As shown in FIG. 2, the RFID antennas 41 are mounted on the top of a frame of the workbench 1 to include the workbench 1 in a radio wave field F of the RFID antennas 41.

The first lamp 42 is disposed immediately above the first switch SW1 and turns on to indicate that the first switch SW1 is pressed down. Similarly, the second lamp 43 is disposed immediately above the second switch SW2 and turns on to indicate that the second switch SW2 is pressed down.

In FIG. 3 the reader writer 4 is connected with the system controller 2 via the network 3 and transmits the identification data read from the RFID tags 71 to 75 to the system controller 2. The network 3 comprises a hub 31 and a wireless LAN 32 including an input unit 32a and an output unit (personal computer, for example) 32b.

The status indicator 5 is provided on the back side of the shelf 11 so that the operator WM can visually check it as in FIG. 2. It comprises a display 51, a speaker 52, and first to fourth indicators 53 to 56 as shown in FIG. 5.

The display 51 is a liquid crystal display to display the number of units on which the work has been completed, for example.

The indicators 53 to 56 each include a light source such as an LED to turn on. The first indicator 53 turns on to indicate detection of a fixed RFID tag 72 (second RFID tag) of the first switch SW1, the second indicator 54 turns on to indicate a fixed RFID tag (second RFID tag) 73 of the second switch SW2, the third indicator 55 turns on to indicate detection of a press-down RFID tag (first RFID tag) 74 of the first switch SW1, and the fourth indicator 56 turns on to indicate detection of a press-down RFID tag (first RFID tag) 75 of the second switch SW2.

The first switch SW1 and second switch SW2 are provided together on a support portion 12 (FIG. 1) on the left side of the workbench 1. Both of the switches SW1, SW2 are structured the same, therefore, only the first switch SW1 is described in detail in the following.

In FIG. 1 the first switch SW1 comprises a body 60, the fixed RFID tag 72 and the press-down RFID tag 74.

The body 60 in FIG. 6 is made of an elastic, insulative plate (for example, resin such as flexible PVC) and comprises a substantially rectangular base 61 (base portion), a wall 62 (base portion) standing substantially vertically on one side of the base 61, a stopper 63 extending from the top end of the wall 62 to face the base 61, an operative member 64 obliquely standing from the other side of the base 61 and gradually curved to contact with the bottom face of the stopper 63.

The operative member 64 naturally reaches an upper position than that in the drawing, and is configured to be elastically deformable downwards and pressed down to contact with the bottom face of the stopper 63 while it is being returned from its elastic deformation. In FIG. 6 the operative member is close to the RFID tag while in FIG. 14 that indicated by the dashed-double dotted line is away therefrom.

The fixed RFID tag 72 shown in FIGs.1, 6 is provided on the outer side of the wall 62 and comprises a chip 72a and an antenna element 72b wired on the outer side. The antenna element 72b is provided with an interval L from the support portion 12 to be constantly communicable in the radio wave field F. The interval L is arbitrarily decided as long as the antenna element 72b is unsusceptible to attenuation of radio waves and electric power irrespective of property of the support portion 12 as conductive, insulative, or dielectric. It can be 5 mm or more in UHF bandwidth (950 MHz).

SUPPLIED DATA:
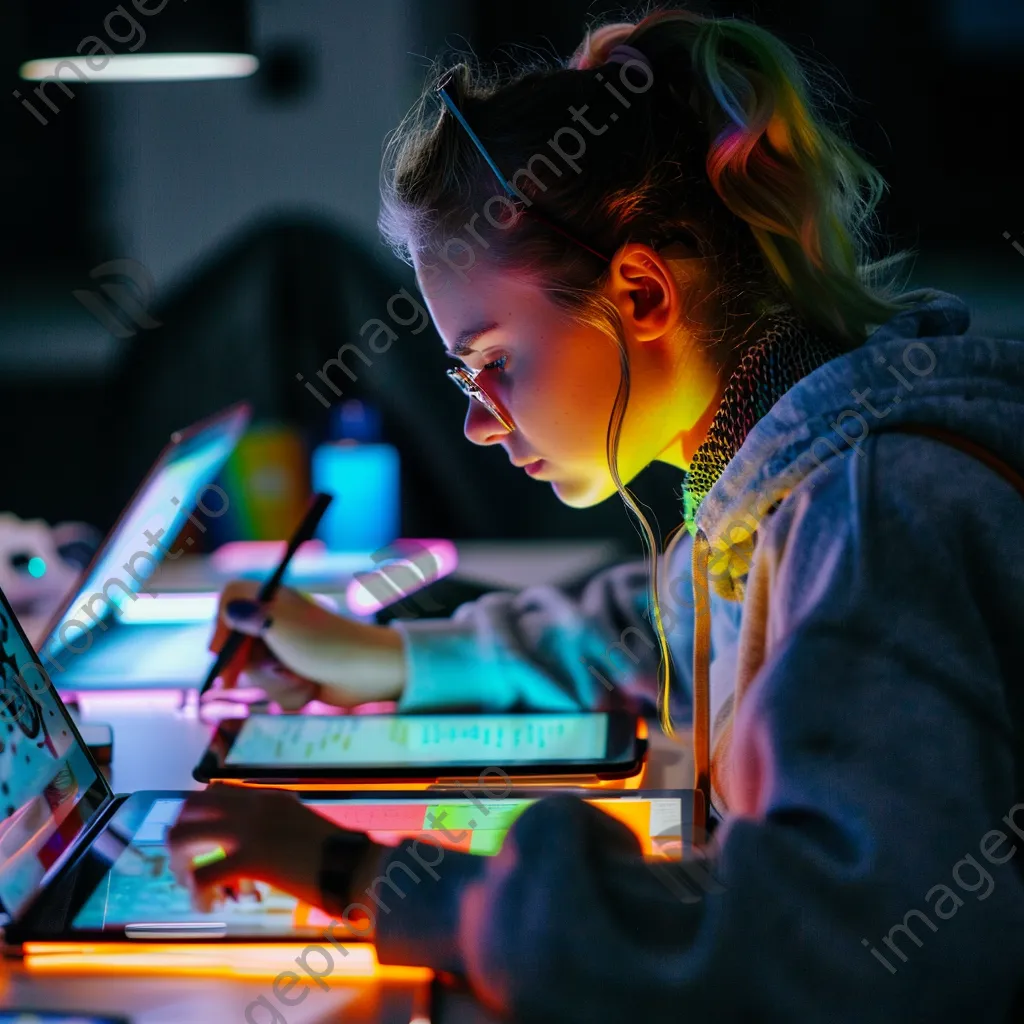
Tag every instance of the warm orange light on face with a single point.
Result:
(236, 961)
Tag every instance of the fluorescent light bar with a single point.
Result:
(182, 608)
(142, 68)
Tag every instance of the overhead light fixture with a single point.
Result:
(137, 41)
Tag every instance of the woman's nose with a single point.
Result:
(481, 427)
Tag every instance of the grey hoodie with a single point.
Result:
(866, 678)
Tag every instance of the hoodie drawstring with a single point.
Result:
(701, 684)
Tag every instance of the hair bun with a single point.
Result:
(596, 46)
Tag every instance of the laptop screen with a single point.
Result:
(50, 788)
(146, 531)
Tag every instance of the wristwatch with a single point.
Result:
(343, 857)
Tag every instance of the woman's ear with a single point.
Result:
(644, 291)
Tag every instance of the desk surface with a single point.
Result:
(156, 745)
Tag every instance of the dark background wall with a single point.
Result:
(252, 206)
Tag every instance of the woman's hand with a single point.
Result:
(265, 835)
(304, 652)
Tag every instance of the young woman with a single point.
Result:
(657, 252)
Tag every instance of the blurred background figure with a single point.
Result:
(168, 247)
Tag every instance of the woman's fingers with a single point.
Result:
(279, 684)
(226, 870)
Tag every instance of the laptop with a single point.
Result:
(82, 868)
(143, 536)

EXERCISE: Using the RFID workbench passage, list each component of the body 60 of the first switch SW1, with its reference numeral. Rely solely on the RFID workbench passage, not on the data.

FINISHED ANSWER:
- Base 61
- Wall 62
- Stopper 63
- Operative member 64